Request 1 » Please print the stretch of the records from the line containing "Target: woman wearing sunglasses" through the end of the records, reproducing each of those lines without any change.

Text »
= = = =

These book projects create a dialog between the habitual and the cutting edge. The printed page was itself once a revolutionary invention; it was the height of technology, giving the vital ability to capture the written word and reproduce it endlessly. In a very basic sense, the book is a tool, and the passing of knowledge its use. But if we know anything, it's that tools change: technology changes. Are books really tools? We may soon find out as they face their digital proving grounds over the next few years.
At this moment however books are not yet relegated to historic object status, the appeal and aesthetics of physical literature are still cherished by many. But as the printed word is pushed aside for the advent of the digital one, will books become an outdated invention held onto desperately by bibliophiles as the stereoscope and typewriter were once by their own aficionados?

= = = =

[Pointing entries for labeled objects]

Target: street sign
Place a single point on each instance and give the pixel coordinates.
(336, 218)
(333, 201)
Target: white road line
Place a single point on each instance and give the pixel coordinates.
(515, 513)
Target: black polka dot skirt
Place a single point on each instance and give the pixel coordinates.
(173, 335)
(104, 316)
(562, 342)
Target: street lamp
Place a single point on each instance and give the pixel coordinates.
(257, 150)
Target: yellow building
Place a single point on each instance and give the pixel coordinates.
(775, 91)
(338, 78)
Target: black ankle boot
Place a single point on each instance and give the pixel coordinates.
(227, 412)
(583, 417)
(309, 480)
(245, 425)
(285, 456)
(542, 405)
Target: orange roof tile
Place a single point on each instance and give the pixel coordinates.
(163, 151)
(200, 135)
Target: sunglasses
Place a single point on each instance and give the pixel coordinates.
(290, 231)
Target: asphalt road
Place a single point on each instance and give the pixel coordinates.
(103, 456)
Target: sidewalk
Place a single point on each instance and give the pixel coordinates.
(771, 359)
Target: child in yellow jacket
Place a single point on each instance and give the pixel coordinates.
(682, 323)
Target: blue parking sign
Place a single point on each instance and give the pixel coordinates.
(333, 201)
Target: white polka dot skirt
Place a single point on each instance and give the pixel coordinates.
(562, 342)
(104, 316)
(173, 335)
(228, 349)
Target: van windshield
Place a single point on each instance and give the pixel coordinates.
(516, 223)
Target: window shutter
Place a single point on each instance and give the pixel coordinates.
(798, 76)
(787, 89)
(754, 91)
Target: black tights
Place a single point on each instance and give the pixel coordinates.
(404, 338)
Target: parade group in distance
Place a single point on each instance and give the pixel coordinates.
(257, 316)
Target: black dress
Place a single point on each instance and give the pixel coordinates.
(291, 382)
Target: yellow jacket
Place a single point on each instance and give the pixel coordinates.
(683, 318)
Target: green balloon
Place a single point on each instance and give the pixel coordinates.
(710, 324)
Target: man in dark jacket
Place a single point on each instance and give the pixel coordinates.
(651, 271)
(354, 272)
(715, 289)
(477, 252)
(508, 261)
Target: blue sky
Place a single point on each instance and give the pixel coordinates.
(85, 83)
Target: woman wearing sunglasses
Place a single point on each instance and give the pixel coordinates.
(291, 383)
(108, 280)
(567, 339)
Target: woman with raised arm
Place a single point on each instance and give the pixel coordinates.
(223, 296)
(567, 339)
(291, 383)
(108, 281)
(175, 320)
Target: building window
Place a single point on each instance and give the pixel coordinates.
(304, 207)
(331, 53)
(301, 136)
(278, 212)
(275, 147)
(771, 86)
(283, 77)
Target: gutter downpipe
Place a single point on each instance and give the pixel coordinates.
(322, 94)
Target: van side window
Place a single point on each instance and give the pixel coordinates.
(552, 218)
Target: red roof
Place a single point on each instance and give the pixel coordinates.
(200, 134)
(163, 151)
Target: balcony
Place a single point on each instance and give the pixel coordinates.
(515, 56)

= = = =

Request 2 » Output the stretch of the passage on printed books from "These book projects" through "their own aficionados?", copying it word for word.

Worked solution 1 »
Target: woman wearing sunglasses
Place a single point on each instance and give the pixel coordinates.
(291, 383)
(108, 280)
(567, 339)
Target: woman with raised arm
Place a single point on each instance and give the pixel coordinates.
(223, 296)
(567, 339)
(291, 383)
(108, 281)
(175, 320)
Target: building window
Place a single point on each instance and give the pixel coordinates.
(304, 207)
(331, 53)
(301, 136)
(278, 212)
(275, 147)
(771, 86)
(283, 77)
Target: gutter downpipe
Place a single point on each instance and give the pixel coordinates.
(322, 94)
Target: van side window
Place a single point on each instance and give the pixel coordinates.
(552, 218)
Target: red roof
Place a single point on each instance and give the pixel coordinates.
(200, 134)
(163, 151)
Target: balcony
Place a single point on each instance and give the pixel coordinates.
(515, 56)

Worked solution 2 »
These book projects create a dialog between the habitual and the cutting edge. The printed page was itself once a revolutionary invention; it was the height of technology, giving the vital ability to capture the written word and reproduce it endlessly. In a very basic sense, the book is a tool, and the passing of knowledge its use. But if we know anything, it's that tools change: technology changes. Are books really tools? We may soon find out as they face their digital proving grounds over the next few years.
At this moment however books are not yet relegated to historic object status, the appeal and aesthetics of physical literature are still cherished by many. But as the printed word is pushed aside for the advent of the digital one, will books become an outdated invention held onto desperately by bibliophiles as the stereoscope and typewriter were once by their own aficionados?